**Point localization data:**
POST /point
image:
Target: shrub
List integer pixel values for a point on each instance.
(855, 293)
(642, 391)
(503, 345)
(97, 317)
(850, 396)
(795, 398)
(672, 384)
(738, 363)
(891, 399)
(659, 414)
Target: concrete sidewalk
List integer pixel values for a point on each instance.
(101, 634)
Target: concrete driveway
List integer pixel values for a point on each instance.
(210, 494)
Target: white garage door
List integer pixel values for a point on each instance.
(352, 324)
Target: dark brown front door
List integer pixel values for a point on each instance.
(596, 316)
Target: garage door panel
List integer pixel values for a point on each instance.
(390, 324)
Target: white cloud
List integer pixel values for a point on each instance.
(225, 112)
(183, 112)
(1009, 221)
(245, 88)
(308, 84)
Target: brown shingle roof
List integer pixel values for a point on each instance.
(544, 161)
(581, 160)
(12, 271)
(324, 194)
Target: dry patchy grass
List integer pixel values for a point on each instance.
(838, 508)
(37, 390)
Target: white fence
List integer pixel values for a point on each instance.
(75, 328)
==
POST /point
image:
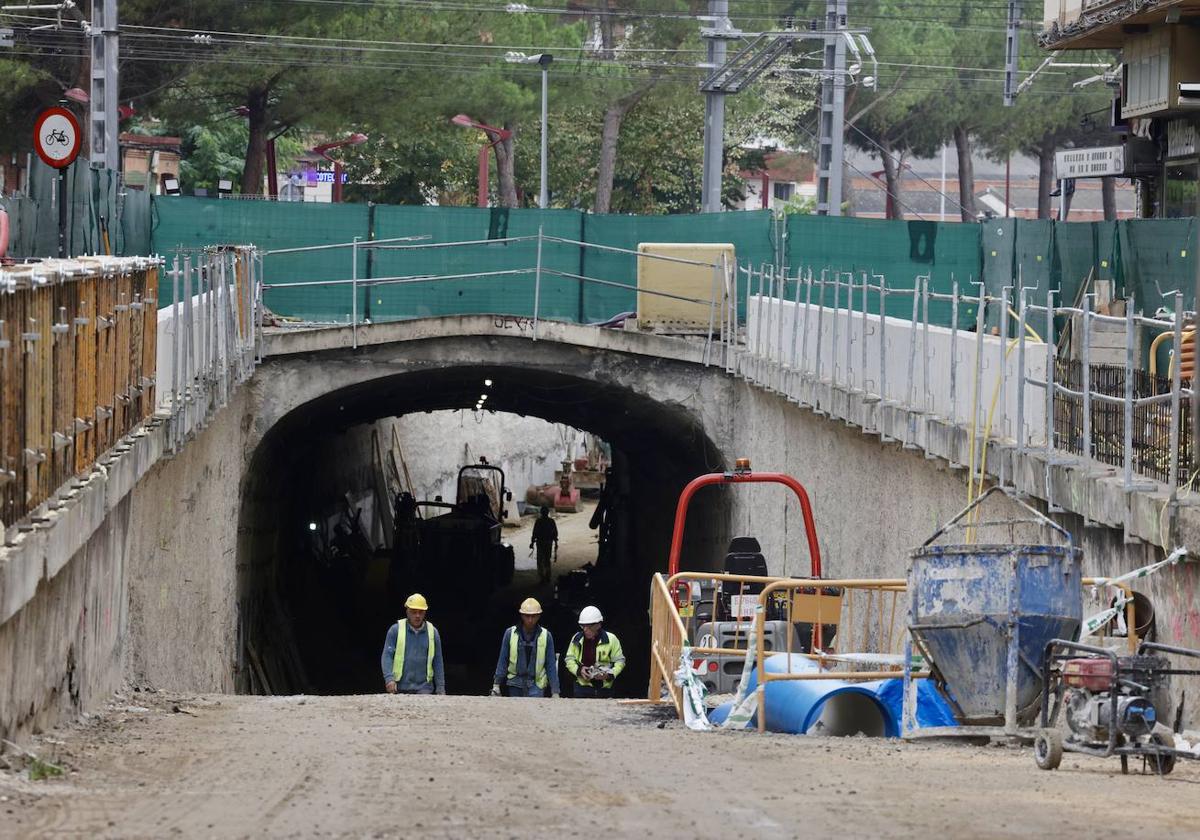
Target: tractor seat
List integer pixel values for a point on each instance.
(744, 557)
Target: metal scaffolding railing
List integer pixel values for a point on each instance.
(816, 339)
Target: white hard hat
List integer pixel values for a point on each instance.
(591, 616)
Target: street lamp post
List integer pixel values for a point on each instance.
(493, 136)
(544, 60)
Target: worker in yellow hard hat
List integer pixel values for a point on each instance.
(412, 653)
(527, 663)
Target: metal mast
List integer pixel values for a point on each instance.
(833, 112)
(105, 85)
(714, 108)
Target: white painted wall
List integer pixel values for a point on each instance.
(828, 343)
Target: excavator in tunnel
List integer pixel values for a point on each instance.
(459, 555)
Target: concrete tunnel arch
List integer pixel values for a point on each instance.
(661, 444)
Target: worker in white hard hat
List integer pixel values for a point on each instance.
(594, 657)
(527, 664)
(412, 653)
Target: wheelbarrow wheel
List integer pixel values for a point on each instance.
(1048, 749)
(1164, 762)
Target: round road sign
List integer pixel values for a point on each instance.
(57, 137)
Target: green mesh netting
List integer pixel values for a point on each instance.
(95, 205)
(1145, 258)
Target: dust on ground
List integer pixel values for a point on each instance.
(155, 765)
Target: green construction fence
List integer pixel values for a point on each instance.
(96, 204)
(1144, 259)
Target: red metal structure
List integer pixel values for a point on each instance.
...
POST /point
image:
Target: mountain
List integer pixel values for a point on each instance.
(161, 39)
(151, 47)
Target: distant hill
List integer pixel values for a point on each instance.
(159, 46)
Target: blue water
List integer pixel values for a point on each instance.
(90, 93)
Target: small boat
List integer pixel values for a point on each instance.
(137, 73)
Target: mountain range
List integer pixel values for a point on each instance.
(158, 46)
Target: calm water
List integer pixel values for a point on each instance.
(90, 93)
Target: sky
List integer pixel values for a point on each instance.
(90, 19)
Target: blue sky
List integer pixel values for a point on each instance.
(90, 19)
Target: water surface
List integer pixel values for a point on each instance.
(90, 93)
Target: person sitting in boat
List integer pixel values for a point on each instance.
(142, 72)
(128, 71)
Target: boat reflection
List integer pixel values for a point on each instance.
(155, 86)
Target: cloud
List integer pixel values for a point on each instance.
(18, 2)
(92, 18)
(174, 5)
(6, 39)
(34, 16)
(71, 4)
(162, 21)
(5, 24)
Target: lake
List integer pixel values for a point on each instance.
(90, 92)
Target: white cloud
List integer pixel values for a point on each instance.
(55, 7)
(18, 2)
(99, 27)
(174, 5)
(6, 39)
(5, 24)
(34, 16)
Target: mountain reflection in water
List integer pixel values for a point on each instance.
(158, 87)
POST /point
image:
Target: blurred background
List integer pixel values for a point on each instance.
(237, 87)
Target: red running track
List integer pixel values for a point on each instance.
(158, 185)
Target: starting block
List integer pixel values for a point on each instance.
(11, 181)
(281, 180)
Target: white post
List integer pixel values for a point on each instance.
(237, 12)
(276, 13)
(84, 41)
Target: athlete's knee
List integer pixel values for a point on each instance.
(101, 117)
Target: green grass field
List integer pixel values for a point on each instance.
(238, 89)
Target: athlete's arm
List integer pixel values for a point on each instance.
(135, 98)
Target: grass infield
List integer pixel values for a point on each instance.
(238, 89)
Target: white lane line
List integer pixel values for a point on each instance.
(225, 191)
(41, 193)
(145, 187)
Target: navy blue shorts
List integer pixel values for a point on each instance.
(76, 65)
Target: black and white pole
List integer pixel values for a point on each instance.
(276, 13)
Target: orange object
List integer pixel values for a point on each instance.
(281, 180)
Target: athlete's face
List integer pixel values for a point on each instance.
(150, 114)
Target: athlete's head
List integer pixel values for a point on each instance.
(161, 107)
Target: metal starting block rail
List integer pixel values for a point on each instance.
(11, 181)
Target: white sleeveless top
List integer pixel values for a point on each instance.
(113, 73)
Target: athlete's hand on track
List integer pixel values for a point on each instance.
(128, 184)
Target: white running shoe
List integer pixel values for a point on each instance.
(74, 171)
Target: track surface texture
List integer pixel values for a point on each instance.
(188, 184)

**EXERCISE BRIEF:**
If a line of the records holds the word "garage", count it; report only the total.

**WORKED SOLUTION:**
2